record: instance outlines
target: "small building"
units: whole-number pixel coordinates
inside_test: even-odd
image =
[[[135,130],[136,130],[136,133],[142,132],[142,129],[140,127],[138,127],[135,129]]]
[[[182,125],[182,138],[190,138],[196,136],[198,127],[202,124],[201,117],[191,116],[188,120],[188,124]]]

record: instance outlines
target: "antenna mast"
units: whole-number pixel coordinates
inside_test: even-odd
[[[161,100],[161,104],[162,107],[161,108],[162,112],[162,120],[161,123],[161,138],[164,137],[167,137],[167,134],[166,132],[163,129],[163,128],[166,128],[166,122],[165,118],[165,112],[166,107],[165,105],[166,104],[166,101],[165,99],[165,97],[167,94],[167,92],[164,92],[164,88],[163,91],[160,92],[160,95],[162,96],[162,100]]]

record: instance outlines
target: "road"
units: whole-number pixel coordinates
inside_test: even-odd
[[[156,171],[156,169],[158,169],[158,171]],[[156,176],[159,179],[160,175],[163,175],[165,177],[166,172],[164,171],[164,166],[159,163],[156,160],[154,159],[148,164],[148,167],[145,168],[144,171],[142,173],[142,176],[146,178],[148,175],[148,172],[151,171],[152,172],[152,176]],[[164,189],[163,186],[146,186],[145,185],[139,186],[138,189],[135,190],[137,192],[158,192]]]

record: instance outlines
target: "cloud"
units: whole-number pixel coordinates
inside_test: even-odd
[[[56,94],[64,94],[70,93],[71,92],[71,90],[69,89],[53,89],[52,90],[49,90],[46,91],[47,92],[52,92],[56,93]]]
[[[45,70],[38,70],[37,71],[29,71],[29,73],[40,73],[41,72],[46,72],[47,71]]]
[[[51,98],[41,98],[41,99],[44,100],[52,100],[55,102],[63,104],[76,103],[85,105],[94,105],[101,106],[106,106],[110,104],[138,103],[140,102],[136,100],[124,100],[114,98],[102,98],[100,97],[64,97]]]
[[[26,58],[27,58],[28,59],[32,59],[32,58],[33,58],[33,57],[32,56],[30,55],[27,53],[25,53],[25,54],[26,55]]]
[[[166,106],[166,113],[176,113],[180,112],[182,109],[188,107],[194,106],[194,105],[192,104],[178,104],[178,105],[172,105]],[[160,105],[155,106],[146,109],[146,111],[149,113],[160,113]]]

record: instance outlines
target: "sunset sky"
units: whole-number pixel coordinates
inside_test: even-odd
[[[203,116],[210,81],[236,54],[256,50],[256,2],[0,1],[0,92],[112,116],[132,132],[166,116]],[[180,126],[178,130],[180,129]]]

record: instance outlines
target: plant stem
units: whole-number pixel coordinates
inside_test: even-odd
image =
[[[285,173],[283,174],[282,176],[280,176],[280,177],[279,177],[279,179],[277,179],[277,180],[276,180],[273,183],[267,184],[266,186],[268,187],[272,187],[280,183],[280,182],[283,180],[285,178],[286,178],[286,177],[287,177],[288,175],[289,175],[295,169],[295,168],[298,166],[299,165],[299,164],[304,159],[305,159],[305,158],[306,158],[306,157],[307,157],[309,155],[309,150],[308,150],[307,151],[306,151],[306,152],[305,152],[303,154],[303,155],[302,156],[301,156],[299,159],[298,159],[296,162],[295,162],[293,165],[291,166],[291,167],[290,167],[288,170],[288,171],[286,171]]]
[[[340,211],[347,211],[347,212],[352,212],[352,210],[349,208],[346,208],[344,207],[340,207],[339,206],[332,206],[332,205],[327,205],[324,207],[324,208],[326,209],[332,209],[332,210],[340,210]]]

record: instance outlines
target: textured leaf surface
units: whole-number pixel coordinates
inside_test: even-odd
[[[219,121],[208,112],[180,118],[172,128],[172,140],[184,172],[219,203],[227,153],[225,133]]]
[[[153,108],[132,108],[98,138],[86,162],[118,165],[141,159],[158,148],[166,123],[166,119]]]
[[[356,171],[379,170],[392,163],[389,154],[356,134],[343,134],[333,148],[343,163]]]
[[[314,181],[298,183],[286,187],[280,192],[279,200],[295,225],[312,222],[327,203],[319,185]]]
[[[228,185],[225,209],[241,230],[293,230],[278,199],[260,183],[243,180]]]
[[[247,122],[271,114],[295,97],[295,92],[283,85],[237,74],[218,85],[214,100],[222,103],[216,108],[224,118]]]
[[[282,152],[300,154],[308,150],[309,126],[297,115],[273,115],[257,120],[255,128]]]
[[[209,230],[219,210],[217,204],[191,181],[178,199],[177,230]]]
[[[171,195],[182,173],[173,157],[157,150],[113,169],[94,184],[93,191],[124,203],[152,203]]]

==

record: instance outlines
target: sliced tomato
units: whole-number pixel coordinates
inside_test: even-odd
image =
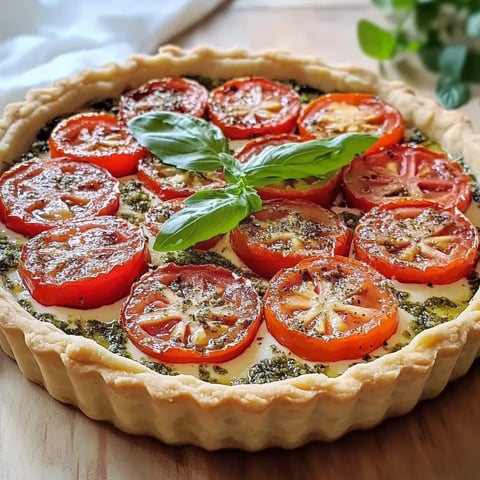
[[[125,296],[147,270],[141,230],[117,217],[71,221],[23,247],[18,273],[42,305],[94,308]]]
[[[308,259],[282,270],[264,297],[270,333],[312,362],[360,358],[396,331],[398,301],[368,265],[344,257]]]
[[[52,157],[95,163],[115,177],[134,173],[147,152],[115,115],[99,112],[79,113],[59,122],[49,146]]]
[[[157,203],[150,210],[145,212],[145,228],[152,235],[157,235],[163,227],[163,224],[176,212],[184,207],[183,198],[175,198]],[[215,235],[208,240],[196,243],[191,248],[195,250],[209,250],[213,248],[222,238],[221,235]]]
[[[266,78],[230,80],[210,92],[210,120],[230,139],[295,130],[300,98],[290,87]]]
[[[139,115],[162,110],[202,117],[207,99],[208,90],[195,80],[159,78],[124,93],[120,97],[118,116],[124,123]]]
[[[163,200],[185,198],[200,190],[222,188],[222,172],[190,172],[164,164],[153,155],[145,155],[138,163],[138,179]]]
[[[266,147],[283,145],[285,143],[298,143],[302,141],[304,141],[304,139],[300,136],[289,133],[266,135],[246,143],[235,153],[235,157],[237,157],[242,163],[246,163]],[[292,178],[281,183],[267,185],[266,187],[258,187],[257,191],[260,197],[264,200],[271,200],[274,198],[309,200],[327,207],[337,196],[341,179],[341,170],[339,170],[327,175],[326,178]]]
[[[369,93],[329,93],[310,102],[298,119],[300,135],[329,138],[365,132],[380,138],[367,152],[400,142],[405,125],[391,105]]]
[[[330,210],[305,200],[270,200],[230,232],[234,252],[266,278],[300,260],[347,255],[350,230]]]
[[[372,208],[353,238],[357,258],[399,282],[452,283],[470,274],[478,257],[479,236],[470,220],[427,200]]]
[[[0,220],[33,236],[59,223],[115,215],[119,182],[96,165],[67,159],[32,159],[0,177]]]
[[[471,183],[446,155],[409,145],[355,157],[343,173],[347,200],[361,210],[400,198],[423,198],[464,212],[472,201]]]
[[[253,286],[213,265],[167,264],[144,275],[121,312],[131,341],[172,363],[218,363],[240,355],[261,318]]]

**Written request**
Count the lines in the material above that contain the word "target". Respond with that number alone.

**Complete output**
8